▶ **Task objective**
Starting at the line that contains "Expected output: one point per instance of the pale", output every line through the end of the records below as a numbered list, leaving out any blank lines.

▬▬▬

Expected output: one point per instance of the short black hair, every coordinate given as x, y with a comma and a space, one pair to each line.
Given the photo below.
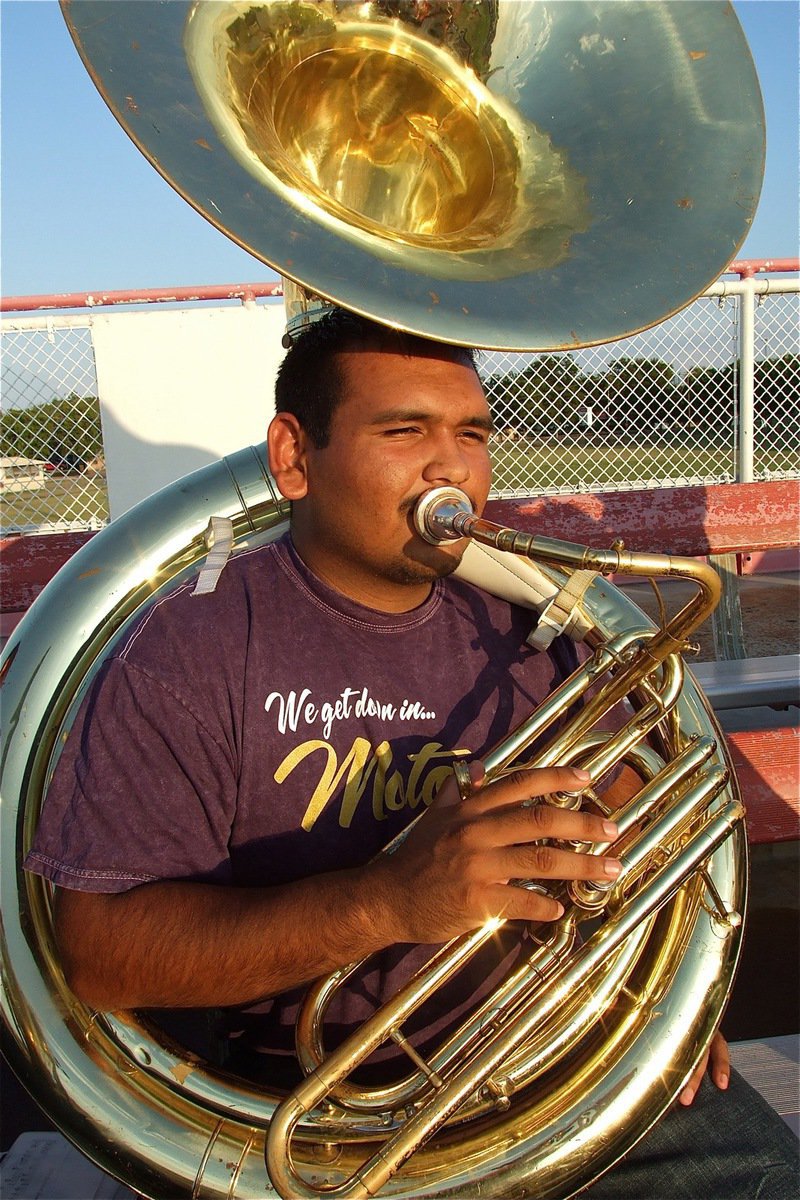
310, 382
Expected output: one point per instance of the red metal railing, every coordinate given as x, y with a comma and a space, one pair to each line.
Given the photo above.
247, 292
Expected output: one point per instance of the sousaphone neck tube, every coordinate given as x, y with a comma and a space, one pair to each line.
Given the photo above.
445, 514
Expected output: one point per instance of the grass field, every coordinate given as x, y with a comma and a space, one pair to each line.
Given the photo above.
519, 468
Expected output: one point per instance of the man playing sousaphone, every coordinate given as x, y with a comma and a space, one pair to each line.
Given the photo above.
215, 822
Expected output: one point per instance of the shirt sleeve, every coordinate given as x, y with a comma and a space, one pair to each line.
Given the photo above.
143, 791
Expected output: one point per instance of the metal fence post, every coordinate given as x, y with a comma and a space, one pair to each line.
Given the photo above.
746, 373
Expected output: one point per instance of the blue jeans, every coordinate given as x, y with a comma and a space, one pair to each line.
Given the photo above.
726, 1146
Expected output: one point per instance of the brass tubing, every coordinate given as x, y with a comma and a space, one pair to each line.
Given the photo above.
441, 1105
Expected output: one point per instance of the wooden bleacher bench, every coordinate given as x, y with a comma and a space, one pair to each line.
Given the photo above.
756, 697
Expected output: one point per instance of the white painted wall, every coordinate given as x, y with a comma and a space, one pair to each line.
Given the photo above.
180, 388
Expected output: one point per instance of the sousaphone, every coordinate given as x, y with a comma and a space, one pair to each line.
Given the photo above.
510, 175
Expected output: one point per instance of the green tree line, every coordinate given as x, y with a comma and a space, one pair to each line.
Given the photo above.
644, 396
64, 430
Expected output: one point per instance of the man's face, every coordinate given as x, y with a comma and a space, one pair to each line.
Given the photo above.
404, 425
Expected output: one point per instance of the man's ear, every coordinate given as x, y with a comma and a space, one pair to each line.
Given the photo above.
286, 443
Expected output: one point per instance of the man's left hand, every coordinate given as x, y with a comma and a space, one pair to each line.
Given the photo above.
717, 1062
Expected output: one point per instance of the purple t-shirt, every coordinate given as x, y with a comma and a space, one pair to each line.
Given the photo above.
274, 730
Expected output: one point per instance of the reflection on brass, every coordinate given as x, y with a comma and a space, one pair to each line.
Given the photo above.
385, 136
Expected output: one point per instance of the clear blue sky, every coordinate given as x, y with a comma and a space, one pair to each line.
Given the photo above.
83, 210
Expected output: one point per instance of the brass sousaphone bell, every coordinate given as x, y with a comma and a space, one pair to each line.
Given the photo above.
509, 175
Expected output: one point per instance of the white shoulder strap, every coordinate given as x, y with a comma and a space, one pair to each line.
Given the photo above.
519, 581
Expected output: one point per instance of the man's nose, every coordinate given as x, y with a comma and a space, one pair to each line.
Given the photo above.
446, 463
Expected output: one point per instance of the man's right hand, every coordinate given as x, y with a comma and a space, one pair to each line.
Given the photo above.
455, 870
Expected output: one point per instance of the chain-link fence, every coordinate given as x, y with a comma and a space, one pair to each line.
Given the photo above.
696, 400
657, 409
52, 466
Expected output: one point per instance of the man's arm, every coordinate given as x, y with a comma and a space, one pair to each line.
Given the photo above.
192, 945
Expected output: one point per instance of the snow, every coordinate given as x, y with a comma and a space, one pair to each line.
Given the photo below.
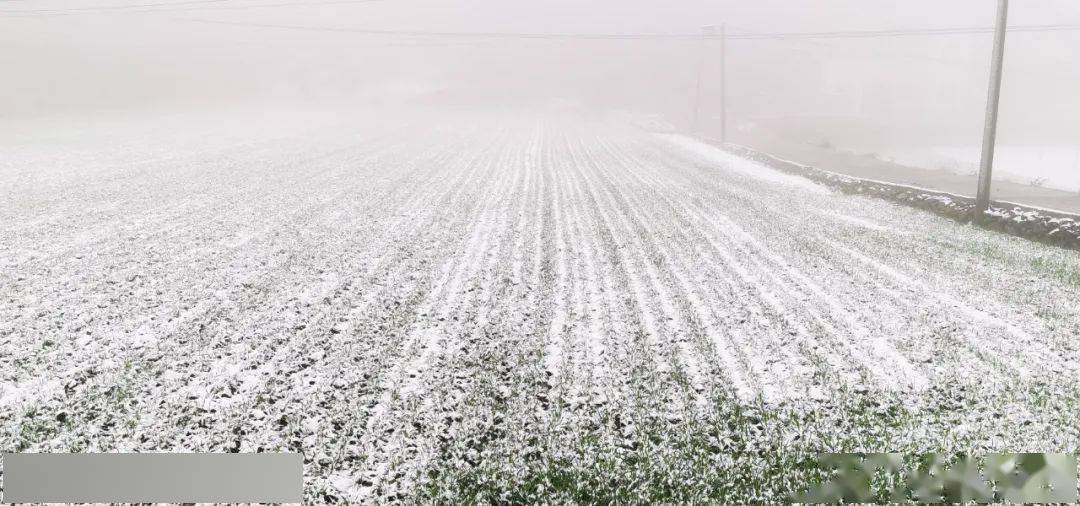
1057, 166
432, 305
729, 162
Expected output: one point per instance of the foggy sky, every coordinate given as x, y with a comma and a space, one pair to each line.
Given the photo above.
63, 57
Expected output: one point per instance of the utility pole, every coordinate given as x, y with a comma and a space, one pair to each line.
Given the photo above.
705, 32
990, 128
724, 83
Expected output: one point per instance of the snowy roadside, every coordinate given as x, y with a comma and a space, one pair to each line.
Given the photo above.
1048, 226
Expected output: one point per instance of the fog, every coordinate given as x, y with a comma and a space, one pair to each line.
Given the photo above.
64, 58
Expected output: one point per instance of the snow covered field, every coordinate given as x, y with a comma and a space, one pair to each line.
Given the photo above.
514, 311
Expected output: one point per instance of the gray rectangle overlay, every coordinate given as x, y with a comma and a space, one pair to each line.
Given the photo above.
152, 477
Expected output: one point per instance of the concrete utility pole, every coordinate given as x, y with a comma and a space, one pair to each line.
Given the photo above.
724, 82
990, 128
706, 31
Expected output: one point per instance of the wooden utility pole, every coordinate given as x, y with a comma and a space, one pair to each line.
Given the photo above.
990, 127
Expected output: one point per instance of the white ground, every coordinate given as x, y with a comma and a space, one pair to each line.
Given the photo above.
512, 310
1051, 166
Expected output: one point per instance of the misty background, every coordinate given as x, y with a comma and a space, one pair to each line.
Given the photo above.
64, 60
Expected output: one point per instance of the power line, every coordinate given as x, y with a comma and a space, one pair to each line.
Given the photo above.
171, 7
650, 37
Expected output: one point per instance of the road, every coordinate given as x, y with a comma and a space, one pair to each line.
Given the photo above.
516, 310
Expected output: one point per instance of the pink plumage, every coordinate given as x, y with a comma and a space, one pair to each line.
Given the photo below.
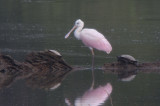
92, 38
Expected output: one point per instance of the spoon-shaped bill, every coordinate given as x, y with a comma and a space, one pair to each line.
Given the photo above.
67, 35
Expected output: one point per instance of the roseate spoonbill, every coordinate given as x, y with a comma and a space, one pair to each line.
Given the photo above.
90, 37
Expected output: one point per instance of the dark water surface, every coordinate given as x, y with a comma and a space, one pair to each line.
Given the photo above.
132, 27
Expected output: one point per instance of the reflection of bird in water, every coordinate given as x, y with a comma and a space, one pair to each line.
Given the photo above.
90, 37
93, 97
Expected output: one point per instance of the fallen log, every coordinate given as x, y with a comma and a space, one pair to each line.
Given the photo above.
45, 69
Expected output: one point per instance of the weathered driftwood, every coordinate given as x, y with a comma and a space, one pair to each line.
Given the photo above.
44, 69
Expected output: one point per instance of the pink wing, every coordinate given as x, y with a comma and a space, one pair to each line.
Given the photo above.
94, 39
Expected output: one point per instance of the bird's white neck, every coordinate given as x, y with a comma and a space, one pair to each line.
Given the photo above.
77, 32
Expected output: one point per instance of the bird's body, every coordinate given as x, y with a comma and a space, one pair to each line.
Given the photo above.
90, 37
93, 39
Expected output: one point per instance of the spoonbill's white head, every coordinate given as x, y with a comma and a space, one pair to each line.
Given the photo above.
78, 24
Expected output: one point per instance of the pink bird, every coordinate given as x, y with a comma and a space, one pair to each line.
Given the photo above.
90, 37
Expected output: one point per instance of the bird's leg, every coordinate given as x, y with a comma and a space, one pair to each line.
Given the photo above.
92, 67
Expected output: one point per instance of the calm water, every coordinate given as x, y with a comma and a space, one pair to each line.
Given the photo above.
132, 27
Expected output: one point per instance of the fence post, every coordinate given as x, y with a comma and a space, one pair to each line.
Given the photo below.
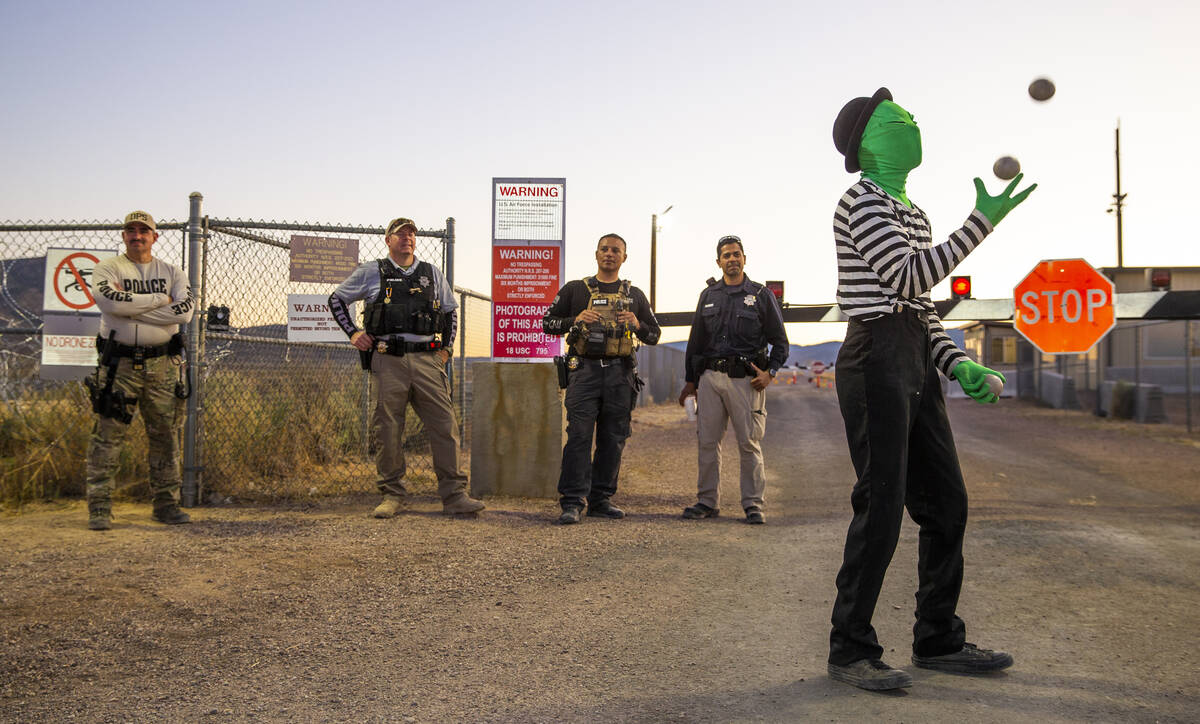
448, 263
462, 370
1187, 369
191, 472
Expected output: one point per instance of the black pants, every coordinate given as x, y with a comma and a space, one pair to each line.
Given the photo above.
599, 398
900, 442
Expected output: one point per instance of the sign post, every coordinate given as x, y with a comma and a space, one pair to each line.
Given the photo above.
1063, 306
528, 234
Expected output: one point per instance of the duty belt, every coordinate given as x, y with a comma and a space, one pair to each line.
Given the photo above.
120, 349
726, 364
401, 347
607, 362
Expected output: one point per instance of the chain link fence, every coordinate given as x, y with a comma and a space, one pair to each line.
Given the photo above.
45, 425
273, 419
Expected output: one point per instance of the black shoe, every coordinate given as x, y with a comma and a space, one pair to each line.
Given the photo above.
971, 659
172, 515
605, 509
871, 675
700, 510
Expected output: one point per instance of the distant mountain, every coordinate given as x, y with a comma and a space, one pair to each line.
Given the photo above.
21, 291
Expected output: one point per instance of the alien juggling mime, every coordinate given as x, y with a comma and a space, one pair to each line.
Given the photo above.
891, 398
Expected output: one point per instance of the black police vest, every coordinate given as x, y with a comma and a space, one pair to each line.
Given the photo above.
405, 304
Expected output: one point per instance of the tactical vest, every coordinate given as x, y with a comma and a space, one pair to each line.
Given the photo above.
606, 337
405, 304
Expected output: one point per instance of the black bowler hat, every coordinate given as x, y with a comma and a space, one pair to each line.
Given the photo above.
847, 130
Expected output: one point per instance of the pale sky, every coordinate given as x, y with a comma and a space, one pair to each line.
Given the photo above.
359, 112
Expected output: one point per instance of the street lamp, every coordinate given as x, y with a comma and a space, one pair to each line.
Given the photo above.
654, 251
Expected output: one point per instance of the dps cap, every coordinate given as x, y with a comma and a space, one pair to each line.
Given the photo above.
395, 225
141, 217
847, 130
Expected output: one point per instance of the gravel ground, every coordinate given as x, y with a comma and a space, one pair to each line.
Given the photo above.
1083, 561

▬▬▬

▶ **Task answer**
1. Expected output: one point per instance of the pale sky, every coordinate given as x, y with a comma and a space, one pair to each line.
2. Given the photo above.
3. 359, 112
4. Expected output: one point per instance of the street lamp, every coordinate given as x, y with a comma and a space, one pair to each line.
5. Given the photo above.
6. 654, 251
7. Expected output: one point per instance of the dps cap, every coordinate given as x, y with a comma and a space, one pair to each line.
8. Given the photo above.
9. 395, 225
10. 141, 217
11. 847, 130
12. Expected output: one point per instance of the gravel ground, every coordinate given as x, y with a comma and a space, one pair to each line.
13. Given the photo above.
14. 1083, 561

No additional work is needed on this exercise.